***** INPUT *****
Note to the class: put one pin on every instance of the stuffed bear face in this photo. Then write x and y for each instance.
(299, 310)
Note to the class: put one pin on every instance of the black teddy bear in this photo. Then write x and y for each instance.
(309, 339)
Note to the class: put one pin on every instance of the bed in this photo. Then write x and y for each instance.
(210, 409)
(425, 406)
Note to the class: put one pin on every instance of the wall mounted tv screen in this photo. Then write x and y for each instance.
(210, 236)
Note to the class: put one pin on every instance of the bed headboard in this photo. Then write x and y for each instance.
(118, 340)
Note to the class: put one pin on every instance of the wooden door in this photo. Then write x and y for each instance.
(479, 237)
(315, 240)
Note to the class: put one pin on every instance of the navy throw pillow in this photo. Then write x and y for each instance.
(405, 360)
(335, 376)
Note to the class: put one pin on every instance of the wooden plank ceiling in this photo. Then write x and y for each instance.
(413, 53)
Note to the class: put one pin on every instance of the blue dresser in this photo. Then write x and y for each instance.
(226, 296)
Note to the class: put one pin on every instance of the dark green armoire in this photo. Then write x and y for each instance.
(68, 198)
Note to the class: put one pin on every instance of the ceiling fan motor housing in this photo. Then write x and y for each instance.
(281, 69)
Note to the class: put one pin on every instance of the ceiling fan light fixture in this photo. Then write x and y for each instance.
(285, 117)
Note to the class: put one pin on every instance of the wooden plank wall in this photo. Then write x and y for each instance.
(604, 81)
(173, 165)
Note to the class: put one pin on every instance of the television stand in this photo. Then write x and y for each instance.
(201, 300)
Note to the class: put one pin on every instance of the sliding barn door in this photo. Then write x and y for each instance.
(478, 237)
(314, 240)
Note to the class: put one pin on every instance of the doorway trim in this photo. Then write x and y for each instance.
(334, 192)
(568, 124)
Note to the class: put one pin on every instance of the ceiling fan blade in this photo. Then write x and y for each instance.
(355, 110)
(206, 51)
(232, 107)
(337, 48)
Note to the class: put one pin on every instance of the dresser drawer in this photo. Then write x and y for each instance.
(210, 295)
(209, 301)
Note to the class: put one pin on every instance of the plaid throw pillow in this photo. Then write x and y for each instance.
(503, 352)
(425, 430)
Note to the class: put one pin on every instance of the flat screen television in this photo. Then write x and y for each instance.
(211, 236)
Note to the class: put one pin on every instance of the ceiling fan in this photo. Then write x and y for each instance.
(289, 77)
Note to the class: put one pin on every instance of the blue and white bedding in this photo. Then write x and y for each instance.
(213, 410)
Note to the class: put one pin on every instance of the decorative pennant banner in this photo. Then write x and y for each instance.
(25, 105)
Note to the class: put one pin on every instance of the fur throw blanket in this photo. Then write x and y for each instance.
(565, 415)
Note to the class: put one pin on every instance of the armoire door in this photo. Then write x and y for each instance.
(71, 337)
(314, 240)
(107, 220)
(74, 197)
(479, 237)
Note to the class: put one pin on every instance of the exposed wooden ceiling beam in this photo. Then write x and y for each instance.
*****
◆ **ASSIGNED TASK**
Print the whole listing above exactly, please.

◆ **WRITTEN SOLUTION**
Note to the class: put one pin on every instance of the stuffed bear face in this photo. Then write x and y for each instance.
(299, 310)
Note to the class: put one pin on every instance of the black teddy bear in this photo. Then write x and y for each instance.
(309, 339)
Note to the class: put one pin on every instance of the bed in this photo. Then write x and y for each instance.
(210, 409)
(425, 406)
Note to the class: put one pin on every instance of the wall mounted tv screen in this photo. Then write x and y for each instance.
(210, 236)
Note to the class: put one pin on every instance of the bed headboard in this photo. Then write x and y for each instance.
(118, 340)
Note to the class: put one pin on every instance of the wooden door in this photo. Then write x and y for each instance.
(479, 237)
(315, 240)
Note to the class: put one pin on every instance of the navy throw pillow in this photo. Then write x and y for each instance.
(405, 360)
(335, 376)
Note to the class: put one pin on every instance of the wooden plank ceiling in this photo. Then write x and y for each instance.
(413, 53)
Note to the class: put one pin on every instance of the blue dresser in this photo. Then write x and y for each instance.
(226, 296)
Note to the class: put one pin on every instance of the dark green armoire in this photo. Then write x and y for each instance.
(68, 198)
Note to the class: put one pin on every instance of the ceiling fan motor housing in this photo. Then write x and y for each instance.
(281, 69)
Note to the class: put one pin on every instance of the ceiling fan light fixture in this photo. Then write x and y for each instance.
(285, 117)
Note to the class: put one pin on every instance of the wooden plank wall in this photo. Then write x and y for each instance.
(604, 81)
(173, 165)
Note to the class: put one pin on every instance of the television stand in this photo. Then write x and y for each instance.
(201, 300)
Note to the class: put one pin on every instance of the sliding barn door in this photo. Then write x and y for each instance.
(478, 237)
(314, 240)
Note to the class: put one pin on every instance of the doorway trim in this photo. Then write x and y for each instance.
(334, 192)
(568, 124)
Note to the class: put one pin on every instance of the ceiling fan blade in this photo. Then write x and y for each instance.
(355, 110)
(206, 51)
(232, 107)
(337, 48)
Note to the class: put one pin on every instance of the dresser drawer in this photo. Then write x and y for each instance.
(210, 295)
(209, 301)
Note to the class: put one pin on every instance of the plaid throw pillow in this photo. Then write x and y for each instance.
(503, 352)
(425, 430)
Note to the class: put one pin on every instance of the flat screen television in this photo. Then write x and y for each instance.
(211, 236)
Note to the class: put one pin on every instance of the ceiling fan in this photo. Then write x and y for each instance.
(289, 77)
Note to the class: put one pin on every instance of the blue and white bedding in this photo. Then write x and y for each instance.
(213, 410)
Note to the class: put one pin on every instance of the decorative pennant banner in this photo. Then write x and y for each instance.
(25, 105)
Note to the class: put one pin on every instance of the fur throw blanket in this photo. Then write x and y for each instance.
(565, 415)
Note to the class: put one pin on every instance of the armoire door in this photo. Then write x and y for each instance.
(71, 337)
(314, 240)
(107, 220)
(74, 197)
(479, 237)
Note to the class: put one pin on every instance of the exposed wooden ceiling beam in this photo. Then write x and y for each instance.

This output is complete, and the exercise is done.